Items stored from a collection
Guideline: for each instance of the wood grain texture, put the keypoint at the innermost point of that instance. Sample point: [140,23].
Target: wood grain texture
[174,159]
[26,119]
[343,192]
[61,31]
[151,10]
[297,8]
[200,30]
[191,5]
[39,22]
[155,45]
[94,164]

STATED EXERCISE. Render all of the items above as a two-column CSV with the headers item_text and answer, one row per item. Put each item's text and its answer in a single quoted field, and replace line breaks with spaces.

WRITTEN RESPONSE.
item_text,answer
"Guideline: for each instance of the wood grain texture, put the keypoint at the innermost point of that instance. Sample point: [140,23]. Target: wood grain texture","[174,159] [26,119] [343,192] [61,31] [151,10] [297,8] [200,30] [191,5] [39,22] [155,45] [94,164]"